--- Start of TEXT BLOCK ---
Boundaries (with extended beings) always presuppose a space, met with, outside a certain definite place, and enclosing it. Limits do not require this, being mere negations affecting a quantity, so far as it has no absolute completeness. Our Reason, however, sees around it as it were a space for the cognition of things in themselves, although it can never have definite conceptions of them, being limited to phenomena.
As long as the cognition of the Reason is homogeneous, no definite boundaries can be conceived therein. In mathematics and natural science the human Reason recognises indeed limits but no boundaries, i.e., [it recognises] that something exists outside itself, to which it can never attain, but not that it can itself be anywhere terminated in its inner progress. The extension of our views in mathematics and the possibility of new inventions reaches to infinity; and the same can be said of the discovery of new qualities in Nature, and of new forces and laws, through continued experience and the union of the same by the Reason. But, at the same time, it cannot be mistaken that there are limits here, for mathematics refers only to phenomena, and what cannot be an object of sensuous intuition, such as the conceptions of metaphysics and morals, lies wholly outside its sphere, [in a region] to which it can never lead, and which does not at all require it. There is, then, a continuous progress and approach to these sciences, and as it were a point or line of contact. Natural science will never discover for us the inner [nature] of things, namely, that which is not phenomenon, but which can still serve as the highest ground of the explanation of phenomena. But it does not require this for its physical explanations; nay, if such were offered it from another source (e.g., the influence of immaterial beings), it ought to reject it, and on no account to bring it into the course of its explanations, but invariably to base these on that which pertains to experience as object of sense, and which can be brought into connection with our real perceptions, and empirical laws.
--- End of TEXT BLOCK ---
--- Start of DATASET EXTRACT ---
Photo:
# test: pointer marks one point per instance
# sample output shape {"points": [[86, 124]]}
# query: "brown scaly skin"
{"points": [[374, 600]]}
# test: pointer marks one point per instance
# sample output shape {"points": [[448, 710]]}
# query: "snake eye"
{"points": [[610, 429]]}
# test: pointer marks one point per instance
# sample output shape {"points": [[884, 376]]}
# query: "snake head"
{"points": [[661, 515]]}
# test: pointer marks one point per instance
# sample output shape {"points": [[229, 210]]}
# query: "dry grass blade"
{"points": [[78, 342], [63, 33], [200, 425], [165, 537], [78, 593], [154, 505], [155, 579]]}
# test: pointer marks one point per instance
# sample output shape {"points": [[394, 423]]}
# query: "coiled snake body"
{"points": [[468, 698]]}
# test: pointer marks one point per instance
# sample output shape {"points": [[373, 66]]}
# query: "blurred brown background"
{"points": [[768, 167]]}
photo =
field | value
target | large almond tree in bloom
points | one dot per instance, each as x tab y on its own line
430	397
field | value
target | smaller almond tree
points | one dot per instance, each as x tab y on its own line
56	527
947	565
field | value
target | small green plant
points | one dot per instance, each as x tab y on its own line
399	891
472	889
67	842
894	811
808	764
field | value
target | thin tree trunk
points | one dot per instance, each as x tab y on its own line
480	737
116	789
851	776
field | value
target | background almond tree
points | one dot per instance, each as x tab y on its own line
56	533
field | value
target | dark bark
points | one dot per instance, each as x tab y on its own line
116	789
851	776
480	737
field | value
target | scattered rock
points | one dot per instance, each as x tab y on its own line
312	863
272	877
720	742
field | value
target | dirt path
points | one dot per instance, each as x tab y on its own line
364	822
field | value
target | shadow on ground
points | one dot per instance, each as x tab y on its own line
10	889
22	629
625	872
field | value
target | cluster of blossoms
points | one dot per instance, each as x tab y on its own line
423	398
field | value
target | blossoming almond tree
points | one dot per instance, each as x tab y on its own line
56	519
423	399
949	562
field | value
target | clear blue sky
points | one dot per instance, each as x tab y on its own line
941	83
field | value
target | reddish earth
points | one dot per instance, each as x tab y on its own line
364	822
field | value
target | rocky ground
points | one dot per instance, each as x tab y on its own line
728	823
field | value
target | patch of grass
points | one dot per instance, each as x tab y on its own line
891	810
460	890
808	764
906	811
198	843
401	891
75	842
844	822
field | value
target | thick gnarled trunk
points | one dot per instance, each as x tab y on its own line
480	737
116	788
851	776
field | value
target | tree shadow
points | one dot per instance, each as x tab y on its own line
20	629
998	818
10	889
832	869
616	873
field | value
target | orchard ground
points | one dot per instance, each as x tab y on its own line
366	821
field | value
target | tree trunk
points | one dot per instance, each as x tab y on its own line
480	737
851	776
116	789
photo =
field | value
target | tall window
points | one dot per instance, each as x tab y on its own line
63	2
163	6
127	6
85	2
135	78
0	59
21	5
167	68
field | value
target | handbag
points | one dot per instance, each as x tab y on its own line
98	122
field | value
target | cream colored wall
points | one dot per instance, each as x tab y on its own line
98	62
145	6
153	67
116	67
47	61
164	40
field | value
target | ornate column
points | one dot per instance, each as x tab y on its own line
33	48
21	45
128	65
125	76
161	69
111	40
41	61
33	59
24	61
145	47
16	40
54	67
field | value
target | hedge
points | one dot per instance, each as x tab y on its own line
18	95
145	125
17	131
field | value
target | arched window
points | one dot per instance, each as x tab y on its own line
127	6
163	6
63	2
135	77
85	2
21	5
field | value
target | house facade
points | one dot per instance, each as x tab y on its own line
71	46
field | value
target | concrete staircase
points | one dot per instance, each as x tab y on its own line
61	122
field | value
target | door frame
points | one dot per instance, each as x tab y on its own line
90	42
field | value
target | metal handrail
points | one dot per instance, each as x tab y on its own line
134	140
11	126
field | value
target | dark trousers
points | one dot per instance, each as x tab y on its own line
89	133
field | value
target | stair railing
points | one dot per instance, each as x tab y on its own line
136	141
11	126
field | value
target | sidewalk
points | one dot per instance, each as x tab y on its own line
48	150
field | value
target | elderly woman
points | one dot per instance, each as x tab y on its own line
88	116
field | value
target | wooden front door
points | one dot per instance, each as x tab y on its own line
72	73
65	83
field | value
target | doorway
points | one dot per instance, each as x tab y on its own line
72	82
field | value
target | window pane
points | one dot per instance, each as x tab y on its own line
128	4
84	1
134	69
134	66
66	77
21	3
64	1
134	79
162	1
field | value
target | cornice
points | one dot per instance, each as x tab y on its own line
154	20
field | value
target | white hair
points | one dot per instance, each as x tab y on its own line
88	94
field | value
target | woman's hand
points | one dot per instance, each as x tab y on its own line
--- End of DATASET EXTRACT ---
PROMPT 1 » Report each line of the records that contains the word "shape".
PROMPT 2 » Please continue the passage on the boundaries and limits of Reason from the point where it stops.
The text and the records are unrelated material.

EXERCISE OUTPUT 1 »
# sample output shape {"points": [[86, 124]]}
# sample output shape {"points": [[448, 710]]}
# sample output shape {"points": [[884, 376]]}
# sample output shape {"points": [[229, 210]]}
# sample output shape {"points": [[394, 423]]}
# sample output shape {"points": [[373, 66]]}

EXERCISE OUTPUT 2 »
But metaphysics leads us to boundaries in the dialectical attempts of the pure Reason (which are not commenced arbitrarily or rashly, but to which the nature of the Reason itself urges us), and the transcendental ideas, as we cannot have intercourse with them, and as they will never allow themselves to be realised, serve, not only to show us the actual boundaries of the use of the pure Reason, but also the way to determine them. And this is also the end and use of this natural disposition of our Reason, which has given birth to metaphysics as its pet child, whose generation, like that of everything else in the world, is not to be ascribed to chance, but to an original germ, wisely organised for great ends. For metaphysics is, perhaps more than any other science, rooted in us in its fundamental features by Nature herself, and can by no means be regarded as the product of a voluntary choice or as chance extension in the progress of experiences (from which it is wholly divided).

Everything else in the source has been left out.